**Tasks to perform**.
1. List every company named in the market commentary below.
2. According to the market commentary below, to what price did oil fall on Tuesday?

**Document section**.
Equities were on a see-saw last week. The S&P 500 Index was down -2.8% thru Wednesday, only to pare losses and close last week -1.3%. The discretionary and technology sectors were laggards, while real estate and materials were the only positive returning sectors. Brick and mortar retail stocks were hammered after Nordstrom Inc. (-22% return) and Macy's Inc. (-12% return) announced disappointing earnings results. The worst performing technology stocks last week were Nvidia Corp. (-20%) and NetApp Inc. (-12%). Nvidia announced quarterly revenue and earnings below market expectations, which caused the stock to plummet on Friday. The advanced computer chip maker pointed to waning crypto-currency demand, which slowed sales and grew inventory. NetApp dropped after revenue was reported on the lower end of expectations. The supplier of flash memory appears to have strong end market demand in every category but government spending fell which management claimed was a timing issue. Oil dipped below $60 for the first time since February. After reaching $76 in early October, the commodity plummeted down to $55 on Tuesday, only to stabilize and trade slightly higher to end the week. Global growth concerns, a strong dollar and continued pumping all have contributed to the price drop. As a result, the S&P 500 Energy Index was one of the poorest performing sectors last at a -1.9% return. The worst performing stock in the S&P 500 Index last week was California utility PG&E Corp. (down -36%), which faces significant risks around the potential financial liability from fires in southern California. Edison International, another California utility, was also down -11% last week for similar reasons. Both PG&E and Edison did have large gains on Friday, after California Public Utilities Commission officials indicated that it would apply a cap when evaluating fire related expenses. Looking ahead to next week, investors will be focused on housing starts, consumer confidence and durable goods orders for confirmation of continued economic strength.

**Recorded data**.

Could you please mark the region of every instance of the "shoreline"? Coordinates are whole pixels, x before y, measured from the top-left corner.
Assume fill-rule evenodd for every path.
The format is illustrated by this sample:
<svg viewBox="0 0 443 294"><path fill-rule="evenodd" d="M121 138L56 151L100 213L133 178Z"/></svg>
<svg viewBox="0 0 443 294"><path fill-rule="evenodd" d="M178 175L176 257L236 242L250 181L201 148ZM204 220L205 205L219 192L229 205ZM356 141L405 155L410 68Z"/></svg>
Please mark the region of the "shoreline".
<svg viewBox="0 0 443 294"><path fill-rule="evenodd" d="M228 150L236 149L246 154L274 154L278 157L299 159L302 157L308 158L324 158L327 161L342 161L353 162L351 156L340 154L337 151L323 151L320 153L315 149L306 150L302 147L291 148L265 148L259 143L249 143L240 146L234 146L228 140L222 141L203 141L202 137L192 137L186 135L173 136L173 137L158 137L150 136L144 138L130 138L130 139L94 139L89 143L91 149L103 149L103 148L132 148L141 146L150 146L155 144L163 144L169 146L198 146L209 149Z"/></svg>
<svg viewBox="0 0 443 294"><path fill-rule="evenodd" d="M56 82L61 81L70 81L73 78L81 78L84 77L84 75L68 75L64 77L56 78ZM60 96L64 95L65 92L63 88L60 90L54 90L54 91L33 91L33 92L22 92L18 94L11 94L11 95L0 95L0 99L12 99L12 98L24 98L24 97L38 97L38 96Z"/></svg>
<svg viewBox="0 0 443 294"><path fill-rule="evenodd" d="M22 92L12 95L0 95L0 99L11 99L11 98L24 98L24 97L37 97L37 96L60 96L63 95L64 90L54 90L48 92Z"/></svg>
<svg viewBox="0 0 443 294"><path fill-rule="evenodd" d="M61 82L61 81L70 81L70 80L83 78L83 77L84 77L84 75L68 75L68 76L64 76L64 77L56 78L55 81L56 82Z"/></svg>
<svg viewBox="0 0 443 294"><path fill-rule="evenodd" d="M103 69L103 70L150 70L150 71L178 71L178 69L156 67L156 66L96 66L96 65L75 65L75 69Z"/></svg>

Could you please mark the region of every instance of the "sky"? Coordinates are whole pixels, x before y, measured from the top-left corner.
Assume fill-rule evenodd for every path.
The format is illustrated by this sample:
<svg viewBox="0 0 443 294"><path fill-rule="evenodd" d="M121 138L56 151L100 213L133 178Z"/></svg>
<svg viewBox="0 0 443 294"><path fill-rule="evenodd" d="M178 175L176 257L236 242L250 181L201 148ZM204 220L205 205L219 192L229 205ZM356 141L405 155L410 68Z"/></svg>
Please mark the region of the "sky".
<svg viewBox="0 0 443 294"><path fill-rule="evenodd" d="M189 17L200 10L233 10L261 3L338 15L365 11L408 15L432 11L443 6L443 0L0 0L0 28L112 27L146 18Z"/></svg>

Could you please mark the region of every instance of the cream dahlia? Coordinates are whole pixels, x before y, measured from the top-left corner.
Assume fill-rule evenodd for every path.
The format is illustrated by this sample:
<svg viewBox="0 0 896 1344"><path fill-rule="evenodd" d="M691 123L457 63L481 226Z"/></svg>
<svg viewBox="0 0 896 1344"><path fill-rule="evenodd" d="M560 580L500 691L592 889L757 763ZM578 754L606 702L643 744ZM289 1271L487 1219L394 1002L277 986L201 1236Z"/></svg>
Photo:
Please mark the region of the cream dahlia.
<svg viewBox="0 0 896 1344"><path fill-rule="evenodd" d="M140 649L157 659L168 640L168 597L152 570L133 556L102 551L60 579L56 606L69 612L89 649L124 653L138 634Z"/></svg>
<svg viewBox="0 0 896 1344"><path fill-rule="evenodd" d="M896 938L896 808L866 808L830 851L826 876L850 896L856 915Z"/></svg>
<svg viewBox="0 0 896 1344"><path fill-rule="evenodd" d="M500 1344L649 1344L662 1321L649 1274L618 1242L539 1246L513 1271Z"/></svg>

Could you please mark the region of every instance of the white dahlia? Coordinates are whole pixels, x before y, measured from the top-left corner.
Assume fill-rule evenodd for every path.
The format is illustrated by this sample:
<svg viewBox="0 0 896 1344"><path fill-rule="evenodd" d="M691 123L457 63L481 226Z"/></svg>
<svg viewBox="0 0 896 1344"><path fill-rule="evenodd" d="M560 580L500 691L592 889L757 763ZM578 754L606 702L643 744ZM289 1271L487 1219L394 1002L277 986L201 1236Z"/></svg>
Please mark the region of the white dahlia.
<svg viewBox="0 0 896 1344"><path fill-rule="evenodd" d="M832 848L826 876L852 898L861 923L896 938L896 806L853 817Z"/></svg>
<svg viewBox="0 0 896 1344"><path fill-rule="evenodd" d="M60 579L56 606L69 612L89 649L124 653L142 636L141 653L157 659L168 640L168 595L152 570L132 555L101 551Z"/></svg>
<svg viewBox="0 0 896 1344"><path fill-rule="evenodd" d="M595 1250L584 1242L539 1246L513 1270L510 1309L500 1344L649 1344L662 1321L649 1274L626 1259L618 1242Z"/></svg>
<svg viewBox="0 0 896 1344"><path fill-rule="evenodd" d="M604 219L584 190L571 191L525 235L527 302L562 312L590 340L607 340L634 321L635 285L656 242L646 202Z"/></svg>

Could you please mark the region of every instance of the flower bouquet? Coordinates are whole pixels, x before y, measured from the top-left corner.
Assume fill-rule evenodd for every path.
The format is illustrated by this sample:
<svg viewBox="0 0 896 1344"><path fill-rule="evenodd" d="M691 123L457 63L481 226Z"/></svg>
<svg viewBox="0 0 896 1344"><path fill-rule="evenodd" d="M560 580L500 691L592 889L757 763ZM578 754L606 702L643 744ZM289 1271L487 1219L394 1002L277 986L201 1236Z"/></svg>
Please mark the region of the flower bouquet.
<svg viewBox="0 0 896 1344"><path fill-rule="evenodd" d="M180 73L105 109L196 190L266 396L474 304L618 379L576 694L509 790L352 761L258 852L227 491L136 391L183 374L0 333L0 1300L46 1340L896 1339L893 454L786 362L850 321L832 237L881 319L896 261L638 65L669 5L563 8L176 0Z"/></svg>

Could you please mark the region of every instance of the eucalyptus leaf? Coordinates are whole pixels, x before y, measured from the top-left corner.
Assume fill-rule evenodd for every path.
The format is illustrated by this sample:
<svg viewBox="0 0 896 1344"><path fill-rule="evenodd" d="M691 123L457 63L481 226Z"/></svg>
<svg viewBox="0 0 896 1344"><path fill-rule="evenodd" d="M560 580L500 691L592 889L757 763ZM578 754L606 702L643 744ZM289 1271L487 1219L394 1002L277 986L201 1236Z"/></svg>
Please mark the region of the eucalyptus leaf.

**Worked answers**.
1. Nordstrom Inc., Macy's Inc., Nvidia Corp., NetApp Inc., PG&E Corp., Edison International

2. $55